*Activity*
Nothing in the data should be altered when it is repeated in full.

Entries supplied START

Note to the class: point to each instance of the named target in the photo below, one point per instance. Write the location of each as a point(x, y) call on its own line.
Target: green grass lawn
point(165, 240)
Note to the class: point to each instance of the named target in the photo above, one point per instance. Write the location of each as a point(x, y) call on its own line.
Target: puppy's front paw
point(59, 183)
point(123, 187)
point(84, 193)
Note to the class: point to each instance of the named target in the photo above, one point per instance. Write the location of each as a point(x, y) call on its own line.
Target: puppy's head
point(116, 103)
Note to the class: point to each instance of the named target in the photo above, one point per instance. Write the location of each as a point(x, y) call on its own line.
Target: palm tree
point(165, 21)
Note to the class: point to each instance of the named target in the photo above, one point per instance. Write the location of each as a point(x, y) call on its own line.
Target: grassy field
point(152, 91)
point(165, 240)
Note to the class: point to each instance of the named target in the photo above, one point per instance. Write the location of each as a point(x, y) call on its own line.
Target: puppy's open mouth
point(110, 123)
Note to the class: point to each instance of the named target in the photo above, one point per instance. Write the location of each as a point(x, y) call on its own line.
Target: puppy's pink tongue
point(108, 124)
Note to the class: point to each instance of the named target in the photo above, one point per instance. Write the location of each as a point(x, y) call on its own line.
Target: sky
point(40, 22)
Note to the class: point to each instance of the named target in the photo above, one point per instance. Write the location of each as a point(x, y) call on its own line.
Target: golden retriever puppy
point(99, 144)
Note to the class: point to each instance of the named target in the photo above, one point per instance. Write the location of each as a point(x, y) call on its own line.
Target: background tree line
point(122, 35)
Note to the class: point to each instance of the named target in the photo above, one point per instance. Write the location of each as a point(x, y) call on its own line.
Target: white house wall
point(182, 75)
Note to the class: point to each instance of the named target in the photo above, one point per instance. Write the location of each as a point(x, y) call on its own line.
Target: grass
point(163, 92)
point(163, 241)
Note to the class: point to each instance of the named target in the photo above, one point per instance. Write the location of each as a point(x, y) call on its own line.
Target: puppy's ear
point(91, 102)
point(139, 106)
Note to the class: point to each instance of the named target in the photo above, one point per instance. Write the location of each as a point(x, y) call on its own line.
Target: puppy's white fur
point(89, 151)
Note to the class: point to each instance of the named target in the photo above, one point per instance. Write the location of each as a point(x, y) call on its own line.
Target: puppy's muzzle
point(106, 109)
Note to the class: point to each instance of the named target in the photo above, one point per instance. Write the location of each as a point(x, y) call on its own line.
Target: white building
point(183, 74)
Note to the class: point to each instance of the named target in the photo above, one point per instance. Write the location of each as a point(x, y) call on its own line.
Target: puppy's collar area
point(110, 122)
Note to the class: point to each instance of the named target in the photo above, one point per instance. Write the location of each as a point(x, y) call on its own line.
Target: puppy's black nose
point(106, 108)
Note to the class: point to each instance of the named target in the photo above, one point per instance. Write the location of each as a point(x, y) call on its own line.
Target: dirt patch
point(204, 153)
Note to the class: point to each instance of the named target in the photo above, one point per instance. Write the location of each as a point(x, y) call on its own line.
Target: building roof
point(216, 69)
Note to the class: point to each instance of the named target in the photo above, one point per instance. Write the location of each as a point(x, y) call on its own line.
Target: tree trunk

Entries supplied END

*The answer*
Note to the class: point to each instance of the named target in the photo below, one point per instance. Write the location of each as a point(x, y) call on its own line.
Target: green grass lawn
point(165, 240)
Note to the class: point to each instance of the named target in the photo above, one point per instance. Write the location of each as a point(x, y) call on its own line.
Target: puppy's front paw
point(59, 183)
point(123, 187)
point(84, 193)
Note to the class: point to each instance of the named target in the photo above, one point per instance. Write the location of each as a point(x, y) call on its own line.
Target: puppy's head
point(116, 103)
Note to the class: point to each instance of the named target in the photo above, one point per instance. Write the location of each as a point(x, y) call on its own line.
Target: palm tree
point(165, 21)
Note to the class: point to each instance of the named target in the photo above, one point per instance. Write the location of each as a point(x, y) call on its own line.
Target: grassy field
point(152, 91)
point(165, 240)
Note to the class: point to each instance of the named target in the photo above, one point per instance. Write the location of each as a point(x, y) call on its own line.
Target: puppy's open mouth
point(110, 123)
Note to the class: point to each instance of the named target in the photo above, one point per instance. Write the location of each as a point(x, y) call on its own line.
Target: puppy's pink tongue
point(108, 124)
Note to the class: point to each instance of the named target in the photo above, one point per instance. Write the location of each as a point(x, y) call on its own line.
Target: sky
point(40, 22)
Note to the class: point to each instance of the named target in the photo above, one point per instance. Write the location of each as a point(x, y) call on its own line.
Target: golden retriever puppy
point(99, 144)
Note to the class: point to each instance of the named target in the photo above, one point per instance. Write the location of each as a point(x, y) call on its own line.
Target: background tree line
point(122, 35)
Note to the class: point to each instance of the named target in the photo above, one point per instance. Write the location of each as a point(x, y) call on its own line.
Target: white house wall
point(182, 75)
Note to the class: point to each instance of the named target in the photo above, one point per instance. Write the location of each as a point(x, y) call on its own line.
Target: grass
point(163, 92)
point(163, 241)
Note to the class: point to each instance of the named target in the photo above, one point per instance. Write the location of each as a point(x, y) call on its own line.
Target: puppy's ear
point(91, 102)
point(139, 106)
Note to the class: point to each instance of the named target in the photo above, one point per instance. Write the location of each as a point(x, y) call on its own line.
Target: puppy's white fur
point(89, 151)
Note to the class: point to each instance of the named target in the photo above, one point per instance. Write the location of each as a point(x, y) call on its own line.
Target: puppy's muzzle
point(106, 109)
Note to the class: point to each instance of the named target in the photo above, one point per instance. Write the location of each as a point(x, y) call on its own line.
Target: white building
point(183, 74)
Note to the class: point to each instance of the named target in the photo above, one point per instance. Write the location of each as a point(x, y) call on its own line.
Target: puppy's collar area
point(110, 122)
Note to the class: point to each instance of the named target in the photo above, one point per instance. Write the location of each as a point(x, y) call on its own line.
Target: puppy's black nose
point(106, 108)
Note to the class: point to each instance of the named target in the photo above, one point per instance. Write the location of each as a point(x, y) call on its own line.
Target: dirt patch
point(204, 153)
Note to the class: point to each instance of the named target in the photo above, one point per instance. Write the location of each as a point(x, y) call on its own line.
Target: building roof
point(216, 69)
Note to the class: point to each instance of the named target in the photo above, one point per instance. Write the location of each as a point(x, y) call on its own line.
Target: tree trunk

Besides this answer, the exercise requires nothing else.